Rewrite the material below, starting at the line containing "the blue stone" and ending at the line containing "(1054, 677)". Keep the requests unchanged, scale every point coordinate in the answers by 2.25 (rounding to whole numbers, halves up), and give only those lines.

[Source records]
========

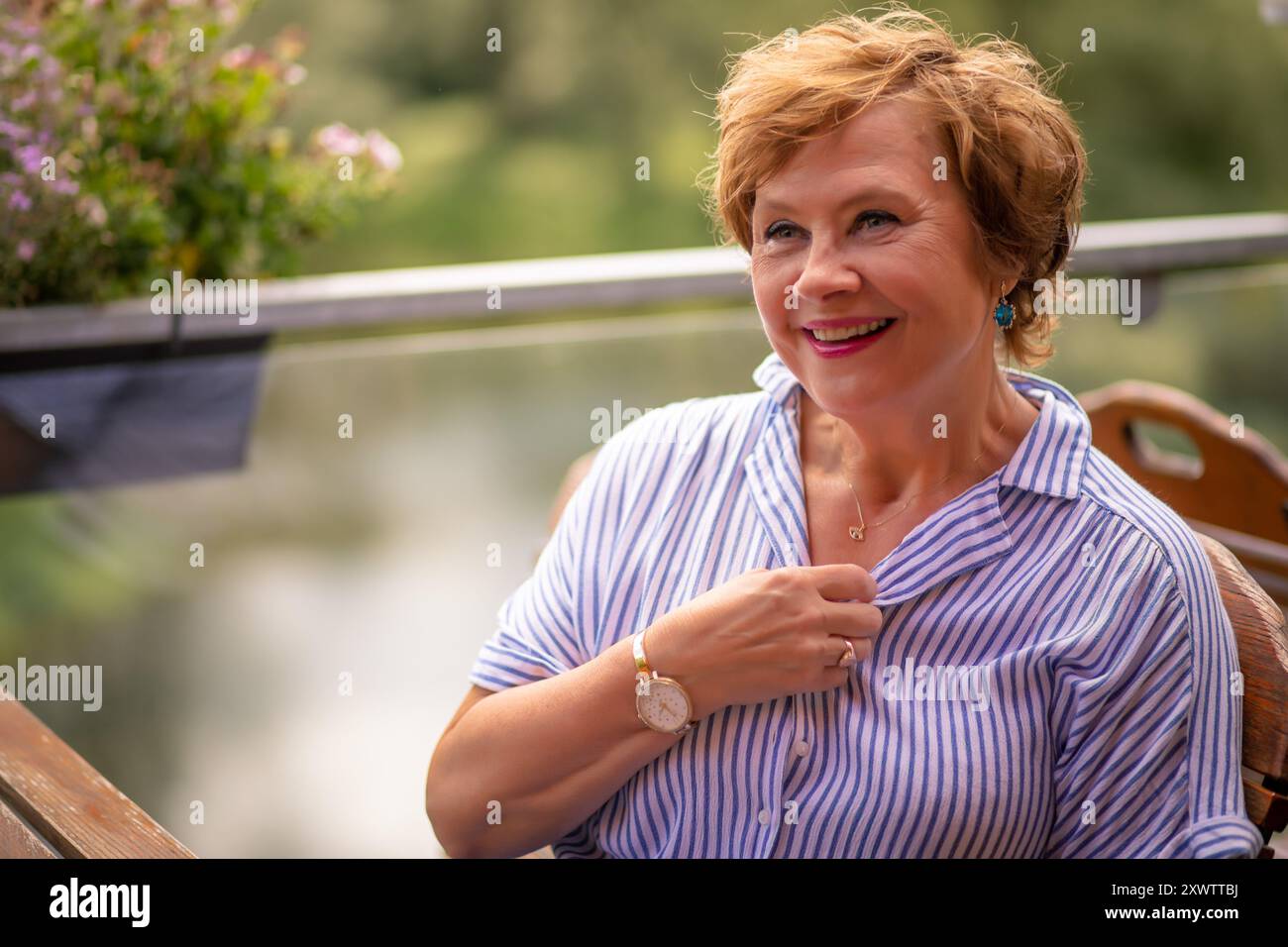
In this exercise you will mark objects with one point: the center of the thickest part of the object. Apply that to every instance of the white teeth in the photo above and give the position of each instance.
(850, 333)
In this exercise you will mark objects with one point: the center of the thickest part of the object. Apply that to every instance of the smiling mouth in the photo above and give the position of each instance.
(849, 333)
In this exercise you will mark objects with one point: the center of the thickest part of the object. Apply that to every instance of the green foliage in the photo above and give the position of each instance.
(133, 142)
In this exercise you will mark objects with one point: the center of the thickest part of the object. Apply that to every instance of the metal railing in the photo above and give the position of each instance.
(1138, 249)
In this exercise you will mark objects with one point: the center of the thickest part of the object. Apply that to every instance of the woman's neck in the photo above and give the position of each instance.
(901, 449)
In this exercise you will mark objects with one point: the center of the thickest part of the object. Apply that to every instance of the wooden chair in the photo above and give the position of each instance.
(1234, 496)
(55, 804)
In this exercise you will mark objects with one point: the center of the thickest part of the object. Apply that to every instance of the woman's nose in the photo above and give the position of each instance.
(827, 270)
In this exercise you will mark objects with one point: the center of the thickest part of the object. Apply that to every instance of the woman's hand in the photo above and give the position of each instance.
(765, 634)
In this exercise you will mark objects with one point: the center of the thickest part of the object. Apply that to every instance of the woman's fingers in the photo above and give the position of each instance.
(851, 618)
(842, 581)
(845, 652)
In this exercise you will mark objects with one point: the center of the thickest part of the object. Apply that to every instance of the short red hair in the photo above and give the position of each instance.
(1010, 142)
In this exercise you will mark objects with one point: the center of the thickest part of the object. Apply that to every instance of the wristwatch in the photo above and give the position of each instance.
(661, 703)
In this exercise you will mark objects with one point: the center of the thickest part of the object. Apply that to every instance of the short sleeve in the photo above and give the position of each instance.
(545, 626)
(1147, 727)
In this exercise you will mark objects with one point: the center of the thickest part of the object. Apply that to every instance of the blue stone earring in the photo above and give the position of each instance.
(1005, 313)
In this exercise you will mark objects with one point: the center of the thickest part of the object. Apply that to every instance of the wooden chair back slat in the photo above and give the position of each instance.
(1235, 499)
(1243, 482)
(63, 799)
(17, 840)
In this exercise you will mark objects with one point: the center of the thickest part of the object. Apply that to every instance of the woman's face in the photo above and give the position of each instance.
(863, 226)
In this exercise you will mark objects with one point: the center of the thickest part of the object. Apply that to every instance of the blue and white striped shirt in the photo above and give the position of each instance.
(1054, 677)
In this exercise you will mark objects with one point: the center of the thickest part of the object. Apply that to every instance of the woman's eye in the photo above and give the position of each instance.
(879, 215)
(861, 222)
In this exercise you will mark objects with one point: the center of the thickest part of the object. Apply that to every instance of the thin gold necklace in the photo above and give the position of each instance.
(857, 531)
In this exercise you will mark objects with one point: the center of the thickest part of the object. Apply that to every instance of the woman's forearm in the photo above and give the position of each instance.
(527, 764)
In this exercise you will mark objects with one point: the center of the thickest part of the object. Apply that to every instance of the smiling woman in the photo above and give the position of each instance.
(703, 663)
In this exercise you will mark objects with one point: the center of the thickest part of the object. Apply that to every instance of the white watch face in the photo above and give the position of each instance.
(665, 706)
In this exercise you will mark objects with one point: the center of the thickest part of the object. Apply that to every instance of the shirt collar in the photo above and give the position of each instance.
(1050, 459)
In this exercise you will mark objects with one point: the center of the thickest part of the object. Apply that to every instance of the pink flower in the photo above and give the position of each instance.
(382, 151)
(30, 158)
(339, 138)
(239, 56)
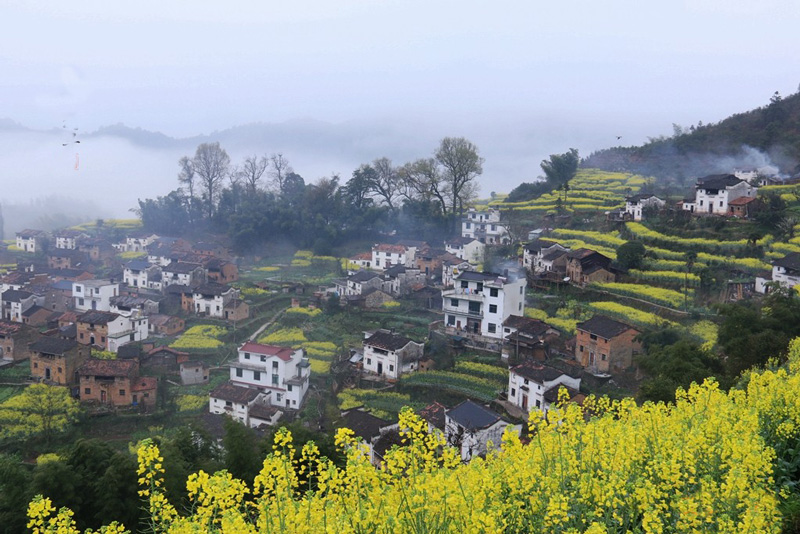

========

• [EXERCISE SOLUTION]:
In this exercise you will mark objects with one point: the center of the thickest part of the object. Apply that to every instance of the blue stone earring in the photo above and give the position of each instance.
(2261, 704)
In this exercise you will mark objects with one point: the center of the thickest part of the object. Apply that to every instance of the wooden chair back slat in the photo above and give the position of each instance.
(2779, 1123)
(2797, 1085)
(142, 1798)
(38, 1890)
In this exercise you will mark objects with one point: the center of the thickest part of the object. Apply that to every instance of the woman's face in the photo above and give the position of each instance.
(1942, 509)
In this exercise you will mark objects with one point: the center of the thickest part of the object. Apply that to every instance of the blue and white striped shirt in the photo above and give the position of each instance.
(2372, 1523)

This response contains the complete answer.